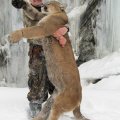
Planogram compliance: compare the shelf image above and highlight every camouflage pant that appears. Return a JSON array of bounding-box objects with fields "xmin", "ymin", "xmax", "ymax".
[{"xmin": 27, "ymin": 44, "xmax": 54, "ymax": 116}]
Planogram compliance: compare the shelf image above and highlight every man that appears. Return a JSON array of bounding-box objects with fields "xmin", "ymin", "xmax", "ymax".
[{"xmin": 12, "ymin": 0, "xmax": 54, "ymax": 117}]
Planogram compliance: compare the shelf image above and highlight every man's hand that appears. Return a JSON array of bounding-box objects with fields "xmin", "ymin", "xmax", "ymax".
[
  {"xmin": 53, "ymin": 26, "xmax": 69, "ymax": 47},
  {"xmin": 12, "ymin": 0, "xmax": 26, "ymax": 9},
  {"xmin": 9, "ymin": 30, "xmax": 23, "ymax": 43}
]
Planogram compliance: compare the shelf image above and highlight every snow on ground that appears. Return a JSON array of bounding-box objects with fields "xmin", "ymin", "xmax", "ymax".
[
  {"xmin": 79, "ymin": 51, "xmax": 120, "ymax": 80},
  {"xmin": 0, "ymin": 52, "xmax": 120, "ymax": 120}
]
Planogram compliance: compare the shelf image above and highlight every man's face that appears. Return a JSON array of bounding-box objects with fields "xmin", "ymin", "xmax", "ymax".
--------
#### ARBEITSANWEISUNG:
Kopiere die Einträge von der Zeile, die „every man that“ enthält, bis zum Ende der Einträge ohne jede Änderung. Beide Grenzen gehören dazu.

#### ANTWORT:
Planogram compliance: compare the shelf image above and highlight every man that appears. Return a JSON array of bounding-box objects with fields "xmin", "ymin", "xmax", "ymax".
[{"xmin": 12, "ymin": 0, "xmax": 54, "ymax": 117}]
Planogram compliance: compare the shelf image above and highlight every man's hand that appears. Return a JSON array of bounding-box objects with fields "xmin", "ymin", "xmax", "ymax".
[
  {"xmin": 53, "ymin": 26, "xmax": 69, "ymax": 47},
  {"xmin": 12, "ymin": 0, "xmax": 26, "ymax": 9},
  {"xmin": 9, "ymin": 30, "xmax": 23, "ymax": 43}
]
Planogram compliance: compare the shelf image above and highlight every snow on ground that appears. Return a JSON array of bounding-box objects with fields "xmin", "ymin", "xmax", "ymax".
[
  {"xmin": 79, "ymin": 51, "xmax": 120, "ymax": 80},
  {"xmin": 0, "ymin": 52, "xmax": 120, "ymax": 120}
]
Planogram compliance: compare the shelf image above and highlight every man's face that appears. Return a JSON array of bounding-box objects with fields "xmin", "ymin", "xmax", "ymax".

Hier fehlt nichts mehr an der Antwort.